:: Supplied data

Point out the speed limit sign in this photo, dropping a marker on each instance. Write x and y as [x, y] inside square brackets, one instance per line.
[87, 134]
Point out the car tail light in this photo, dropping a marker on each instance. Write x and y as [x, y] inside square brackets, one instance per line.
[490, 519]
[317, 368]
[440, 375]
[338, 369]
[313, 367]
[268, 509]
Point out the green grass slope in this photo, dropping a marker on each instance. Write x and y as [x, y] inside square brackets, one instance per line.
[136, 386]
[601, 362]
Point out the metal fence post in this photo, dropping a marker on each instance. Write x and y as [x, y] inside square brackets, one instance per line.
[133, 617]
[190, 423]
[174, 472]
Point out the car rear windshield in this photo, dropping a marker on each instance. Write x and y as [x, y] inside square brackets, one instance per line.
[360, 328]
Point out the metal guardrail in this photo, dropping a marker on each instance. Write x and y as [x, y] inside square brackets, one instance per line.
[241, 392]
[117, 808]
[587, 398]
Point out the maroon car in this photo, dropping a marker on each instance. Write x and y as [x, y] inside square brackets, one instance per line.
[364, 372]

::::

• Required task: Put all the lines of material above into a Markdown table with two columns, Row and Line, giving each line a row number and skipping blank lines.

• Answer to the exercise:
| Row | Line |
|---|---|
| 1 | Point out the speed limit sign in this photo, dropping a marker on each instance. Write x and y as [x, y] inside square brackets, one instance per line. |
| 2 | [87, 134] |
| 3 | Point out the car tail light in this photo, dropping a marker on each instance. Write x and y as [x, y] inside square brackets, one instance per line. |
| 4 | [490, 519] |
| 5 | [317, 368] |
| 6 | [440, 375] |
| 7 | [338, 369] |
| 8 | [313, 367] |
| 9 | [268, 509] |
| 10 | Point out the green grass slope in this photo, dropping a marker on each instance. Write x and y as [x, y] inside square brackets, one instance per line. |
| 11 | [136, 386] |
| 12 | [601, 362] |
| 13 | Point out the metal fence post in this photo, dropping a marker on each instance. Write x and y as [x, y] inside square brackets, one instance per line. |
| 14 | [133, 617] |
| 15 | [190, 423] |
| 16 | [174, 472] |
| 17 | Point out the car rear windshield in this photo, dropping a marker on each instance. Write x and y as [x, y] inside square brackets, one instance per line. |
| 18 | [360, 328] |
| 19 | Point out the metal guardrail in this photo, dropping a marker on each instance. Write x and y as [x, y] inside square brackets, one instance per line. |
| 20 | [241, 392] |
| 21 | [117, 808] |
| 22 | [587, 398] |
| 23 | Point out the maroon car in this photo, dropping a marker on each instance. Write x and y as [x, y] inside square brackets, one instance per line. |
| 24 | [364, 372] |